• **SUPPLIED ENTRIES**
-=-=-
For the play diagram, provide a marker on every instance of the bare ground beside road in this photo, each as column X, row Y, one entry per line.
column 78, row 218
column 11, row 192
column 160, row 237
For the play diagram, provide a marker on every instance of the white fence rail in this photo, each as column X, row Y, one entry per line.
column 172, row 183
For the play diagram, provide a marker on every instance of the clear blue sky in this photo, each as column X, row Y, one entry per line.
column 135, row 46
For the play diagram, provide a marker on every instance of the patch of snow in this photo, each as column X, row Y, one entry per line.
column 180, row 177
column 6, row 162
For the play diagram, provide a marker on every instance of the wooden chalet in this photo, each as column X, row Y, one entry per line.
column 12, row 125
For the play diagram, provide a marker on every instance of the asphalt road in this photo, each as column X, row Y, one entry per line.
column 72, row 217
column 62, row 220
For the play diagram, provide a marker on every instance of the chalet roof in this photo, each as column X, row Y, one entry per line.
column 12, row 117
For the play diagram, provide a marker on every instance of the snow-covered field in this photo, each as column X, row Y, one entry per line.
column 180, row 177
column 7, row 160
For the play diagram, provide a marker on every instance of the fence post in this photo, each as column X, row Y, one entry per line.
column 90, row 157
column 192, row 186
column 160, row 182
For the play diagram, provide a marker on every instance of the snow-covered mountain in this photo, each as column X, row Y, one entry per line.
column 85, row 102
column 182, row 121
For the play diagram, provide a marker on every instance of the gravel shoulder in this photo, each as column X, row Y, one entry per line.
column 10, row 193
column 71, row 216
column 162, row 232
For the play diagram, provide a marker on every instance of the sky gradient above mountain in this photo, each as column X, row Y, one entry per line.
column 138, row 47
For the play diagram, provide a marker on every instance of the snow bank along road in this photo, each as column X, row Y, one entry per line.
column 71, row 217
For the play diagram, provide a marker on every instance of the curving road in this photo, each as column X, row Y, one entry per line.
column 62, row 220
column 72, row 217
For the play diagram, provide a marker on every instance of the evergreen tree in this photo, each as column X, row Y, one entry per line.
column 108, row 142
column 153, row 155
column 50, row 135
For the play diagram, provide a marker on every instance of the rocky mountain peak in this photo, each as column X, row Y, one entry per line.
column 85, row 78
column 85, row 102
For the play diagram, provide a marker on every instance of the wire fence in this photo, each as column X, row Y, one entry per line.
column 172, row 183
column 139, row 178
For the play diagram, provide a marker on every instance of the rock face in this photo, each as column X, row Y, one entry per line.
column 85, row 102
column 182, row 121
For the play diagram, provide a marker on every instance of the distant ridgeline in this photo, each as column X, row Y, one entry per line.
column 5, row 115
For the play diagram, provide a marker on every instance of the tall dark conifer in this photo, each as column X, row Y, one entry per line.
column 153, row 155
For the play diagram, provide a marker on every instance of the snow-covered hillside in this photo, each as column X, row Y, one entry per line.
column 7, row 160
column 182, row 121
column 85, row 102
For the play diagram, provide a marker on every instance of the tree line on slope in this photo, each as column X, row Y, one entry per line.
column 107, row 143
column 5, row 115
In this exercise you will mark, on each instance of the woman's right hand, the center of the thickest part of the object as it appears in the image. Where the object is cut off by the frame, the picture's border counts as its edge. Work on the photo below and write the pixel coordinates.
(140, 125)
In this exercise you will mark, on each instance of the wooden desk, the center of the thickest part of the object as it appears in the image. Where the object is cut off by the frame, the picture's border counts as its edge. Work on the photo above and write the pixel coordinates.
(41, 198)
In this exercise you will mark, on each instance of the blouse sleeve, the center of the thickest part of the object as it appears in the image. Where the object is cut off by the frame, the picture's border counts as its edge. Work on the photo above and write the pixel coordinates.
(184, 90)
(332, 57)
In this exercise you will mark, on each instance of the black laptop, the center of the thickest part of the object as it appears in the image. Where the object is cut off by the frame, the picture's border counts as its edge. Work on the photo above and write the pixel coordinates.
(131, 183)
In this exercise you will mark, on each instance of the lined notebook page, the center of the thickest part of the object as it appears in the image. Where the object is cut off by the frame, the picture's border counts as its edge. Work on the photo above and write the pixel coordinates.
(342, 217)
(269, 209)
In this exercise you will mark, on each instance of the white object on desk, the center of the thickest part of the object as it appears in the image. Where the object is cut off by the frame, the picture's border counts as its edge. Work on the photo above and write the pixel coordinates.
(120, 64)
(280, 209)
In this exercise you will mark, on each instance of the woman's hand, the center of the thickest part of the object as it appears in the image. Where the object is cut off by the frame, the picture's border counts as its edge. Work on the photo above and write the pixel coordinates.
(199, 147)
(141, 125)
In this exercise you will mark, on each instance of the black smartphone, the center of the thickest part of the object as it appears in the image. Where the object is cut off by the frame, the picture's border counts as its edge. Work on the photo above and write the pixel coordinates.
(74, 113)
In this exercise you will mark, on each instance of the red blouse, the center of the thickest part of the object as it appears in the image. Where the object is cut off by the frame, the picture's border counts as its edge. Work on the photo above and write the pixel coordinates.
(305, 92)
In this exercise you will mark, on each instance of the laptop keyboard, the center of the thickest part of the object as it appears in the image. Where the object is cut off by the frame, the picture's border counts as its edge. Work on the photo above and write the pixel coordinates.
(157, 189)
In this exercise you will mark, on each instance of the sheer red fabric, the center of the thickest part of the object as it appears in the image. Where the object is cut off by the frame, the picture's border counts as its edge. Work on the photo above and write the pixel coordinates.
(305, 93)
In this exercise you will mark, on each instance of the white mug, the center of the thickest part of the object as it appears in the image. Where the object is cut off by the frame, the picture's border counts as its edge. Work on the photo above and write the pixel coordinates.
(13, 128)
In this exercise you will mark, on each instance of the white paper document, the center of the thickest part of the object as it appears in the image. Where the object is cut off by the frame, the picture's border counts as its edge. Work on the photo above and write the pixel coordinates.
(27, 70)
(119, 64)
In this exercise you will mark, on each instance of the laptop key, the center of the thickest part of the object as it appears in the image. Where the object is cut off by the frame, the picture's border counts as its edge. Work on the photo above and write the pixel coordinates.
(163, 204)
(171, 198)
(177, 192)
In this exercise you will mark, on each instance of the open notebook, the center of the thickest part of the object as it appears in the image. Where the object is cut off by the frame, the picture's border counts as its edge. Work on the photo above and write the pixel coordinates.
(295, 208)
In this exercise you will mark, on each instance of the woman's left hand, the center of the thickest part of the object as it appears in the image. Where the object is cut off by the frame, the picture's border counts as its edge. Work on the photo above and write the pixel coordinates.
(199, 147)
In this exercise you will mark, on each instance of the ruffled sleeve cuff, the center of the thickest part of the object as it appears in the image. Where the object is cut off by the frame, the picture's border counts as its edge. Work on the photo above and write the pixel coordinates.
-=-=-
• **ASSIGNMENT**
The line with "the woman's left" and all the lines after it in the records above are to be output exactly, with nothing added.

• **EXERCISE OUTPUT**
In this exercise you will mark, on each instance of the woman's left hand, the center of the thickest part of the object as it appears in the image. Where the object is cut off by the frame, the picture's border counts as its edge. Work on the photo above and write the pixel coordinates.
(199, 147)
In this exercise you will mark, on each instance of the ruffled sleeve cuff, the center of the thickest part of the object as it appears in the image. Where the object is cut off by the frame, the picture's border counts as its edge. Work on the photo above and write the pixel coordinates.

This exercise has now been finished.